▶ **Exercise prompt**
How many lines in the records contain the string "window"? Treat case as significant, and reply with the number alone.

Stored data
[BEGIN]
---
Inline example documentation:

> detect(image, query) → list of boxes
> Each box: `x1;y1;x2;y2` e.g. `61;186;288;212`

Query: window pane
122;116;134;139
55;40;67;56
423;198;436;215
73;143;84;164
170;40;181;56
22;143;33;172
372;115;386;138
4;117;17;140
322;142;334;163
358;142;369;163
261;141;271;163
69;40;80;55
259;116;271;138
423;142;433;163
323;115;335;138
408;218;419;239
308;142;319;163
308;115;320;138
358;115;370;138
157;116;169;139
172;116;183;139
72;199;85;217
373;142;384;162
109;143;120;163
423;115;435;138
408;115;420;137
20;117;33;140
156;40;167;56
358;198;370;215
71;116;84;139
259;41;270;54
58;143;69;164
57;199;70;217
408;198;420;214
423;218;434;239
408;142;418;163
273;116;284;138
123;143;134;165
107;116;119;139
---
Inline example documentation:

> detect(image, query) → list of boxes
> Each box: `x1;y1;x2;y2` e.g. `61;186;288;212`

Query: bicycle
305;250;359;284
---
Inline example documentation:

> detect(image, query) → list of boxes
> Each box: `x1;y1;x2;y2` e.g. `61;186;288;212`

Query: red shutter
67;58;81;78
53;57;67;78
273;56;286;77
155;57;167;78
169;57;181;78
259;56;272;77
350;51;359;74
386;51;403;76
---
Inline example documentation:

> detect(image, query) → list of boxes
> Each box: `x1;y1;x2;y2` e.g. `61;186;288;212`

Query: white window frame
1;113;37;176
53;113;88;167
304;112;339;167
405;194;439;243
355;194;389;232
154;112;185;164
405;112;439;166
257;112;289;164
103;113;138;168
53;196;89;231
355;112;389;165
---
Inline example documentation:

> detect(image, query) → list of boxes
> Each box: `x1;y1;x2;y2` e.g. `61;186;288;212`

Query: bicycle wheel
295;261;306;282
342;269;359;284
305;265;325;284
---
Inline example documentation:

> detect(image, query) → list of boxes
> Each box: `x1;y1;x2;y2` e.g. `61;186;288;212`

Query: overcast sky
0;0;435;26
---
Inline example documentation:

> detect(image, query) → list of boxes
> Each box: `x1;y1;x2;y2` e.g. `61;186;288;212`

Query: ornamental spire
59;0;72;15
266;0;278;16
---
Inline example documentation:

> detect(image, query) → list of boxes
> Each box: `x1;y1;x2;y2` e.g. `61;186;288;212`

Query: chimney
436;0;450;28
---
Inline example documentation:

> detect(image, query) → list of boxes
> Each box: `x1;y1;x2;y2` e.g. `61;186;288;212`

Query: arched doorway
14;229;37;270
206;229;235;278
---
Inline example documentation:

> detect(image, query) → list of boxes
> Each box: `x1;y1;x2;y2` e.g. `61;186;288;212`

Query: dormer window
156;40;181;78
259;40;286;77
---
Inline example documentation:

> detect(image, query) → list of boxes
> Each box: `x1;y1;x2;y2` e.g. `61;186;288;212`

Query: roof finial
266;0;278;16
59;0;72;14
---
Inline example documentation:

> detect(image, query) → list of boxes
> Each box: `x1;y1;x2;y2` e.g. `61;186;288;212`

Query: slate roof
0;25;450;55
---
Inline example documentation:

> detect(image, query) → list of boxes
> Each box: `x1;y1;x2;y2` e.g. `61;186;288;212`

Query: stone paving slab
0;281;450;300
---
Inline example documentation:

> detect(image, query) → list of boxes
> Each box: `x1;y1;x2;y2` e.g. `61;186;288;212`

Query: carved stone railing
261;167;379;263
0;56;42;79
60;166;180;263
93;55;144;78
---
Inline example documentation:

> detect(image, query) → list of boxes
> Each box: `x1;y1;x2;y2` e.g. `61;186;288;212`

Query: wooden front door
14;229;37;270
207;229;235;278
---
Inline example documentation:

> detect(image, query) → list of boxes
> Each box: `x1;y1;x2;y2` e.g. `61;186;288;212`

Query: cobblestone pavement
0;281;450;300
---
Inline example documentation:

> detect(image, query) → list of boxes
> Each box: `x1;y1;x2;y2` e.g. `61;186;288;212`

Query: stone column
[END]
▶ **Full answer**
3